Input data
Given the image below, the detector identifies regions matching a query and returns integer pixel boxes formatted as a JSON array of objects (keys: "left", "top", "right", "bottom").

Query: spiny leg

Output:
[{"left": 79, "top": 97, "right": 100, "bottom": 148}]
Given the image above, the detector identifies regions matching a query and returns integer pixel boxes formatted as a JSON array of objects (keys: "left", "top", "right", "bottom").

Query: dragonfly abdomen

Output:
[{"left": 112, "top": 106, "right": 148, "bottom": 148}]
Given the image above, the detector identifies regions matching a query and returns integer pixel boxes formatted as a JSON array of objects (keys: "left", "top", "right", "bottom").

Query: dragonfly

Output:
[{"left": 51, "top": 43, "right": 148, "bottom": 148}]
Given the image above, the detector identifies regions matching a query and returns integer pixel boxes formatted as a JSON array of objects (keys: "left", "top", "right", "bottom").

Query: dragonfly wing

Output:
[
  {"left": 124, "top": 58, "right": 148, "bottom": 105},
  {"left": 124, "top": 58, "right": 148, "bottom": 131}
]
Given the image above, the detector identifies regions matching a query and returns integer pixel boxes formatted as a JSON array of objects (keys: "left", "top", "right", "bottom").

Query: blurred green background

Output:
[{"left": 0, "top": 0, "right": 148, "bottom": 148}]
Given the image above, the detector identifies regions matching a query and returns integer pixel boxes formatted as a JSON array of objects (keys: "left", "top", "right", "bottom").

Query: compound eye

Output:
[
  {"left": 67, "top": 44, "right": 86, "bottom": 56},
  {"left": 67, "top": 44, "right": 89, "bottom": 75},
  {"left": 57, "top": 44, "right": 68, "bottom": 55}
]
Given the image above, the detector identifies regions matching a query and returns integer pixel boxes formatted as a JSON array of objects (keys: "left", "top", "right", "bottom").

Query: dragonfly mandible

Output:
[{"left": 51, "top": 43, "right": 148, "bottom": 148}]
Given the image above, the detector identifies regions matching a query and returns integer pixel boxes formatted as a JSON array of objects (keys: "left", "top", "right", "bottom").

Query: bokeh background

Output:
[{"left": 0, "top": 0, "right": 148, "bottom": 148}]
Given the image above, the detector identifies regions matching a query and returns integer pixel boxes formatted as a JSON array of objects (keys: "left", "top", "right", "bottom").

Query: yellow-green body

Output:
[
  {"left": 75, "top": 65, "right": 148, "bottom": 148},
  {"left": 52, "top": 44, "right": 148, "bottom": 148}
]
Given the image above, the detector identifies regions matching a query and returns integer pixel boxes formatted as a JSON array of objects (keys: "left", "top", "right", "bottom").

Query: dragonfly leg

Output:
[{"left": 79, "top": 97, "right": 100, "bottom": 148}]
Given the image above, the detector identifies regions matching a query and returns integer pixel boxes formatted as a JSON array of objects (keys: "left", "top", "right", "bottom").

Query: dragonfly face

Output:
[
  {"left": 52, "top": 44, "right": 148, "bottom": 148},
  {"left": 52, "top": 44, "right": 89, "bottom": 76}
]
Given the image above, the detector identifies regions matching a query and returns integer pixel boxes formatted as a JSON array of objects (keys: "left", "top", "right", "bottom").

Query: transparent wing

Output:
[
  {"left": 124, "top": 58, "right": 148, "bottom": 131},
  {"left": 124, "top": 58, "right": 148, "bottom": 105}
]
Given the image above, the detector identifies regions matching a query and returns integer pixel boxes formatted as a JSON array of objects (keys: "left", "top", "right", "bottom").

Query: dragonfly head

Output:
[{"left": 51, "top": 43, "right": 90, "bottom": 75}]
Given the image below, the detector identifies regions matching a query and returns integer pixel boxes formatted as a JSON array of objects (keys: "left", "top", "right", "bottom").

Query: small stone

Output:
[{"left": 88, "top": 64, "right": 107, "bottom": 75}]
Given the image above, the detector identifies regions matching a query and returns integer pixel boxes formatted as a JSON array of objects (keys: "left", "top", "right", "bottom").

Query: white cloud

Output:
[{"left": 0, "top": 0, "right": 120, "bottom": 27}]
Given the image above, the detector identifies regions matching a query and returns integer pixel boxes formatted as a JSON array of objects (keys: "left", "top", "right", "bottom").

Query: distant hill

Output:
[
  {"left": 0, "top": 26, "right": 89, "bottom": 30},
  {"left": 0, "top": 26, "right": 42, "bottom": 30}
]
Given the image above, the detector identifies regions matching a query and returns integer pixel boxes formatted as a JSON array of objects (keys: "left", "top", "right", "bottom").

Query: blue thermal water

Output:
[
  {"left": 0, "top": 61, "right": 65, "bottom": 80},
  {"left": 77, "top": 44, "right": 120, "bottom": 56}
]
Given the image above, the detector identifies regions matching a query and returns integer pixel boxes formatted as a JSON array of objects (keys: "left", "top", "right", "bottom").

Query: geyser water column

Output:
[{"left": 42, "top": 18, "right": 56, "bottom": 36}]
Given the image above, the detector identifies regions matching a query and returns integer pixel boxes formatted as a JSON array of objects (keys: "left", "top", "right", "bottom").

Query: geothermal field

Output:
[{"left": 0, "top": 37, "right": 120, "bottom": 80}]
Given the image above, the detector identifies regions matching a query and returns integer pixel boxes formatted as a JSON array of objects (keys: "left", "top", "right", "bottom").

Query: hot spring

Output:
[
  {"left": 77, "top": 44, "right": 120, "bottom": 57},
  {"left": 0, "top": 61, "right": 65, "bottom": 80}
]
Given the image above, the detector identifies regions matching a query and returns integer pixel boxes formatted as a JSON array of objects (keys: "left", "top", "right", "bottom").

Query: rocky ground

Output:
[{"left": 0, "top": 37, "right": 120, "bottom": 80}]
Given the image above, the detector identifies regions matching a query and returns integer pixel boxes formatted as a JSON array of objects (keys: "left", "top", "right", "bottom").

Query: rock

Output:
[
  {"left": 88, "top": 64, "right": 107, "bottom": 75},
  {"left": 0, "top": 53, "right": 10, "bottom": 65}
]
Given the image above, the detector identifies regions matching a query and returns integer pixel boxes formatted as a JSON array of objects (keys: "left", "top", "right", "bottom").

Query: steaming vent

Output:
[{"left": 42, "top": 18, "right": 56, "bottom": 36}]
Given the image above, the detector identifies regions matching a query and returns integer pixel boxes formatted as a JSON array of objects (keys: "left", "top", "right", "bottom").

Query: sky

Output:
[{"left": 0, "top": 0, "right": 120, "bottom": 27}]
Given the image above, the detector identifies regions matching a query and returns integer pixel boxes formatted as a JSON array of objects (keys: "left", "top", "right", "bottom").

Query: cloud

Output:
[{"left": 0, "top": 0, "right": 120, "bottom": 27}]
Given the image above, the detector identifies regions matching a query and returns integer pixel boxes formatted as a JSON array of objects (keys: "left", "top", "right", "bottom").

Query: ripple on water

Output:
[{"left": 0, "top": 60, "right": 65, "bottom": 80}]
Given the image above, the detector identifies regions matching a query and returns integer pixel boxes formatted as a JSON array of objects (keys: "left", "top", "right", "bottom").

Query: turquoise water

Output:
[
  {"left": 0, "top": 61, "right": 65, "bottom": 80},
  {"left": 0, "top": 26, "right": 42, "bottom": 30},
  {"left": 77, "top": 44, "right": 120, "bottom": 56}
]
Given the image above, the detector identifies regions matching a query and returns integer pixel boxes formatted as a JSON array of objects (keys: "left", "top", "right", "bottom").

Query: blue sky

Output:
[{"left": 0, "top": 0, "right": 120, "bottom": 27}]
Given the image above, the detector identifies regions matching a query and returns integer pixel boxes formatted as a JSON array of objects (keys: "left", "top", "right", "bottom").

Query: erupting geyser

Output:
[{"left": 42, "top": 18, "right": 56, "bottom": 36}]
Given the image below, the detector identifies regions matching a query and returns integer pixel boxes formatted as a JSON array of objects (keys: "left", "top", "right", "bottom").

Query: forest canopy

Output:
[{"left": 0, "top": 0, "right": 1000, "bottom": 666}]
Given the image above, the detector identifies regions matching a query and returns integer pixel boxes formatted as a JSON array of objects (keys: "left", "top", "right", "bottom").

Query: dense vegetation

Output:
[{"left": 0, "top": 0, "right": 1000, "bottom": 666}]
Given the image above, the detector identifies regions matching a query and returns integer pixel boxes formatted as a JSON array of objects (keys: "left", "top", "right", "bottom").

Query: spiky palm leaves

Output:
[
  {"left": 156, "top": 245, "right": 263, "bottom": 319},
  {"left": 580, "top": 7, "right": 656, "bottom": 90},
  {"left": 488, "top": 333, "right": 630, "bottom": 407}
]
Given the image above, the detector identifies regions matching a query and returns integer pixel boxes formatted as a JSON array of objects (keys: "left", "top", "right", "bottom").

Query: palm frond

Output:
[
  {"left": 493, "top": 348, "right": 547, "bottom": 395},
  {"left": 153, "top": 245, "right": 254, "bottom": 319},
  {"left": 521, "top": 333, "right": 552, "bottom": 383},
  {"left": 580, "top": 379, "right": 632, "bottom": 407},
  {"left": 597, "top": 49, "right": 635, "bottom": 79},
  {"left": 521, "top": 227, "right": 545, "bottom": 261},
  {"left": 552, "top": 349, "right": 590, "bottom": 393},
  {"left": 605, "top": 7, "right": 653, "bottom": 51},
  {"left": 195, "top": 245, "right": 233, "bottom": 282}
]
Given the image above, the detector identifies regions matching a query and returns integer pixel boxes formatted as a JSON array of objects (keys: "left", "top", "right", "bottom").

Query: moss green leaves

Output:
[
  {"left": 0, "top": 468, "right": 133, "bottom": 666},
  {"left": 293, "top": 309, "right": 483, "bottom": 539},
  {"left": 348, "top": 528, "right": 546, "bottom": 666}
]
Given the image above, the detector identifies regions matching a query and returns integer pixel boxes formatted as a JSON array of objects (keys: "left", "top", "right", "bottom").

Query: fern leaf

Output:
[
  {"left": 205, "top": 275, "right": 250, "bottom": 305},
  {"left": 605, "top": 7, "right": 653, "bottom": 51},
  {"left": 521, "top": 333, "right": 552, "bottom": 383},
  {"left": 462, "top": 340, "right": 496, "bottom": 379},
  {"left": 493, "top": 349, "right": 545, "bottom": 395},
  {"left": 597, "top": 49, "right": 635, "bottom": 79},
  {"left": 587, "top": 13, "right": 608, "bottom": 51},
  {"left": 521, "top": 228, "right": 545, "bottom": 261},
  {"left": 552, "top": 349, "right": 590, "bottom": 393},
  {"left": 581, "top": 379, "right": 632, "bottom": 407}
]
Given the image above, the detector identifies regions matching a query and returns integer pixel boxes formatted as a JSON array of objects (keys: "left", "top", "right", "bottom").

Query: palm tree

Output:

Work to do
Copy out each line of the data above that contains the string "water".

Solution for this task
Query: blue thermal water
Query: geyser water column
Query: ripple on water
Query: turquoise water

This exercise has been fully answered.